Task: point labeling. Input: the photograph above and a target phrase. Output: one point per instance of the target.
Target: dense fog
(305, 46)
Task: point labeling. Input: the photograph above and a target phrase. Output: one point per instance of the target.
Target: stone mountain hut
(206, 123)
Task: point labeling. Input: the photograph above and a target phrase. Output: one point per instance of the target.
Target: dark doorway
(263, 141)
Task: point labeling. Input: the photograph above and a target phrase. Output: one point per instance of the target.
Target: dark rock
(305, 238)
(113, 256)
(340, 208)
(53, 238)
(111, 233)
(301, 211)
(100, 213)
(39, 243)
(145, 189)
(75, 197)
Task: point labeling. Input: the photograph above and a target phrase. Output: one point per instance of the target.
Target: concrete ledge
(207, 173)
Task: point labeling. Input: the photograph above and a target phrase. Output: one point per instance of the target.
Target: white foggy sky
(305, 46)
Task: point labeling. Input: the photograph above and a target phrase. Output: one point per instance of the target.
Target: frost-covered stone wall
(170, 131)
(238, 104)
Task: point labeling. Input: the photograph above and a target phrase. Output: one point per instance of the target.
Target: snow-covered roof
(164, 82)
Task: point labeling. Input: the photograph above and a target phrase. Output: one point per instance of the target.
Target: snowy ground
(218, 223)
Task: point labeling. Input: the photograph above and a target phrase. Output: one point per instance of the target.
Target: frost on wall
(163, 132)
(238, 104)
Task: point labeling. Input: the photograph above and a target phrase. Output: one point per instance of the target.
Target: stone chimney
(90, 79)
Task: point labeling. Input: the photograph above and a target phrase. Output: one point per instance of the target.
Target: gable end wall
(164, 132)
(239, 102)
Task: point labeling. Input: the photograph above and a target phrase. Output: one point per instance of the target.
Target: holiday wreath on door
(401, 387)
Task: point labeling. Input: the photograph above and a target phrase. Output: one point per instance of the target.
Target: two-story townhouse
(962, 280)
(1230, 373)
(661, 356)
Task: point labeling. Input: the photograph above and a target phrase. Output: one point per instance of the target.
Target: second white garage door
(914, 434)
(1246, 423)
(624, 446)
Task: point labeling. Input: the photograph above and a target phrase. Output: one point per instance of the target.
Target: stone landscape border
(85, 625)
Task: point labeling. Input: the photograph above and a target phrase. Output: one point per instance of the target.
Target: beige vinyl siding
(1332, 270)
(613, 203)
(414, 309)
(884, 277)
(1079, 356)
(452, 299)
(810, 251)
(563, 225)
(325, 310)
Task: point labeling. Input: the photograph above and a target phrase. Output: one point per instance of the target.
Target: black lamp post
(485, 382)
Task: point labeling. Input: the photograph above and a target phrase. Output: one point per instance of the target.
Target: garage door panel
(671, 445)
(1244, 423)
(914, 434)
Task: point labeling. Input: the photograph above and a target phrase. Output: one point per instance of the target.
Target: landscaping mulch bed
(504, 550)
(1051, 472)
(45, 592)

▸ Task description: Retype the listing exactly, in full.

▸ Task solution:
Task: point labeling. Input: the photograph above and a target phrase. Output: one point per instance of the target.
Target: dense fog
(305, 46)
Task: point labeling. Input: the photograph above and a target phrase. Output: one point per instance of the target.
Target: stone mountain hut
(206, 123)
Task: point labeling. Input: the photograph above and a target phrase. Output: one point per instance of the target.
Target: dark doorway
(263, 141)
Task: point labeling. Input: the photograph above and a target phrase. Output: one point per instance of the target.
Target: dark rock
(305, 238)
(113, 256)
(340, 208)
(53, 238)
(111, 233)
(301, 211)
(100, 213)
(39, 243)
(145, 189)
(75, 197)
Task: point labeling. Input: the photograph above and a target phrase. Output: one point per instance of the target.
Target: concrete ledge
(207, 173)
Task: point labeling. Input: the photograph above and a target phrase. Output: one point per instance of the target.
Target: white foggy sky
(305, 46)
Task: point labeling. Input: the photograph above and a target phrase. Output: one point per instance of the target.
Target: frost-covered stone wall
(170, 131)
(238, 104)
Task: point labeling. Input: the photograph above and a target phrase. Output: one point per instance of the target.
Target: snow-covered roof
(164, 82)
Task: point labeling. Input: the photograph above and a target phrase. Output: one point per instance of the target.
Target: snowy ground
(218, 223)
Task: point labeling. Input: the photograph above and a target phrase. Output: one point per instance of the target.
Target: frost on wall
(163, 132)
(238, 104)
Task: point labeling. Input: the photograph above and a target phrase. Output: one point per instance of the target.
Target: stone chimney
(90, 79)
Task: point labeling. Input: the photograph above and a target phrase. Output: one point per instance of the target.
Target: gable end wall
(164, 132)
(239, 102)
Task: point labeling. Input: the photograph above and a target phrase. Output: one point per instance of the target.
Target: holiday wreath on door
(401, 387)
Task: point labeling. Input: the photograph above and a target phrase. Output: one point per instance of the target.
Target: two-story townhouse
(962, 280)
(1230, 373)
(661, 356)
Task: point labeling. Input: the photograph above and a target phrase. Output: one point per instance of the target.
Target: second white garage door
(914, 434)
(1246, 423)
(624, 446)
Task: point labeling. Input: the photograph above and a target phrase. Output: one point per instance of the target.
Target: stone landscape border
(85, 625)
Task: point labeling. Input: the photograph above and a target phrase. Output: one point per instance of the target.
Target: beige vinyl siding
(1332, 270)
(613, 203)
(414, 309)
(884, 277)
(1079, 356)
(452, 299)
(810, 251)
(563, 225)
(325, 310)
Task: point labeling. Input: the photograph above and a target phrase. Output: one point per instance of the target.
Target: black lamp post
(485, 382)
Task: point labeling. Input: the photograph above and a target phrase. Output: one point per instance of the target.
Target: garage door panel
(671, 445)
(1244, 423)
(914, 434)
Task: point labeling. Input: the photograph above and a target phrase. Output: one point per instance of the target.
Target: landscaping mulch bed
(504, 550)
(1051, 472)
(45, 592)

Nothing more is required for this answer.